§ Objetivo del ejercicio
Según el fragmento del documento, ¿cómo debe producirse una obra buena para que sea positivamente salvífica?

§ Fragmento del documento

______

4. En el orden fáctico de la salvación por la gracia divinizante de la comunicación de Dios mismo, una obra (buena) como positivamente salvífica sólo puede darse si (según lo dicho sobre la diferencia entre la acción originaria de la libertad y la obra que la objetiva) se produce como aceptación de la indulgente y divinizante comunicación de Dios mismo, es decir, como fe que se hace operante en el amor a Dios y a los hombres (con los grados existenciales que esta aceptación puede tener (fides informis, fides caritate formata]: Dz 808 811ss 817 819 etc.). Pero así la obra como tal es cumplimiento de los mandamientos de Dios y de Cristo (Jn 14, 15.21), una manifestación necesaria de la fe (Sant 2, 14-16), un acto «meritorio» (-> mérito), pues es una auténtica realización de la vida sustentada por Dios, la cual tiene una orientación dinámica hacia la vida eterna como su consumación (Mt 5, 16; Rom 2, 6s; 2 Cor 9, 8; Col 1, 10, etc.; Dz 804 809s 828ss 835 836 842).

______

§ Datos extraídos

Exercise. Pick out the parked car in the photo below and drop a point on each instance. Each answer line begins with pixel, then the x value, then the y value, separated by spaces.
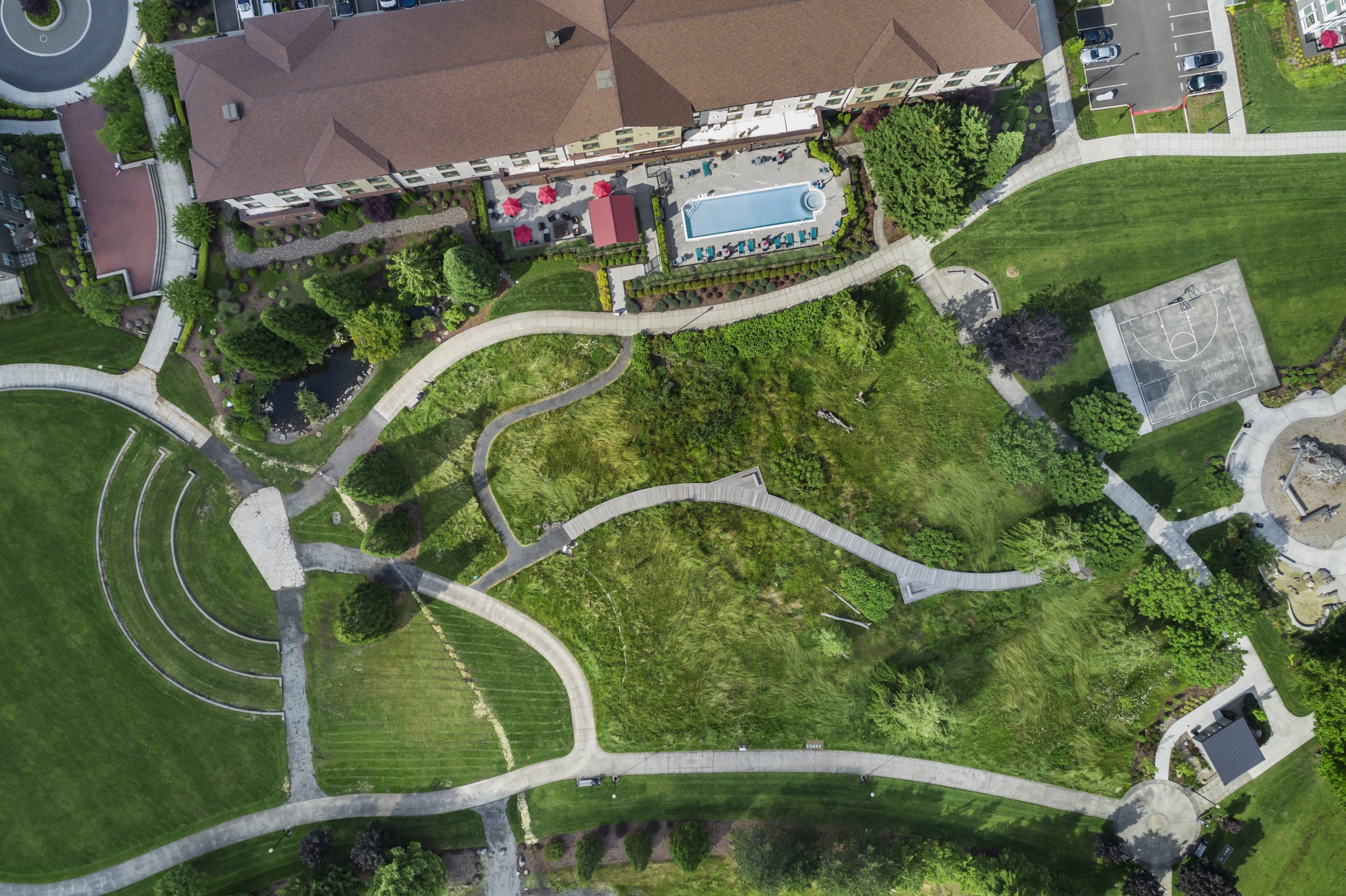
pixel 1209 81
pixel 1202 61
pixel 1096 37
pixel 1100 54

______

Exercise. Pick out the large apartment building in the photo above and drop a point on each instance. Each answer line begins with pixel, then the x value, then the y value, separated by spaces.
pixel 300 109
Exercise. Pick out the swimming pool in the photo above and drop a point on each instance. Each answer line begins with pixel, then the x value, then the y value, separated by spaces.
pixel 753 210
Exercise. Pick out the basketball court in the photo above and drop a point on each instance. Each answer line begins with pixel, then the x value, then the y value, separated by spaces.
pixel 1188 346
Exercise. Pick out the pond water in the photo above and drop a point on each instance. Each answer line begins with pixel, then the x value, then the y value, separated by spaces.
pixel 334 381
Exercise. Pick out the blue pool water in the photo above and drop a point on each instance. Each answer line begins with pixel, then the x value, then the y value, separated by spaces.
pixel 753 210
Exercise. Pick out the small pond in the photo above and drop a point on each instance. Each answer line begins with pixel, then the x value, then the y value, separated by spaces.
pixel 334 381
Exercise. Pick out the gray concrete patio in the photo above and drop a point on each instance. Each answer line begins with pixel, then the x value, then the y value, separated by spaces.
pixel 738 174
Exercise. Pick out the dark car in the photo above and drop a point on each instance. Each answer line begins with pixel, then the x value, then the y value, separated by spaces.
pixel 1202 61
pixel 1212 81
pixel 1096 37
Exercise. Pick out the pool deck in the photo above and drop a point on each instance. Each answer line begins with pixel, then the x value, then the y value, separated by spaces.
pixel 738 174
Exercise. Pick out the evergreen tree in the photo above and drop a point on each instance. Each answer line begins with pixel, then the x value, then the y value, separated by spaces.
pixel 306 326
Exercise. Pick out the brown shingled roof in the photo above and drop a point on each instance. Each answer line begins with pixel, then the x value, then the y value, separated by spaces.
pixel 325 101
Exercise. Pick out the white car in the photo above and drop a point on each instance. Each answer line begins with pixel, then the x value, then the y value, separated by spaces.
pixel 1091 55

______

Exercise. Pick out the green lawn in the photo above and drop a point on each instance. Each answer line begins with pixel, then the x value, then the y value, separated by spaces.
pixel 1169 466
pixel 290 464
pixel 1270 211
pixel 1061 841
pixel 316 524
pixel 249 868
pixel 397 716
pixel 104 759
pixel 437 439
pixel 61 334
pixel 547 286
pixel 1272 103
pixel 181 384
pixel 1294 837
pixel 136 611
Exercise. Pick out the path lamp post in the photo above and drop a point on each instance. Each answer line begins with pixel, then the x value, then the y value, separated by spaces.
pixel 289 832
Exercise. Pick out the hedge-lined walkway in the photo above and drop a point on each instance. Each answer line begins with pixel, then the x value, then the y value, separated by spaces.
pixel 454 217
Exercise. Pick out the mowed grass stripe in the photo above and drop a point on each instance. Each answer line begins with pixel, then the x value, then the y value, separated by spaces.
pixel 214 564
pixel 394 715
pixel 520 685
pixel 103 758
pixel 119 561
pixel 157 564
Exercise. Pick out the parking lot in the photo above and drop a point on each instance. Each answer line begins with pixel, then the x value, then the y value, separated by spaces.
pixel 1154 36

______

§ Resultado del ejercicio
Como aceptación de la indulgente y divinizante comunicación de Dios mismo, es decir, como fe que se hace operante en el amor a Dios y a los hombres.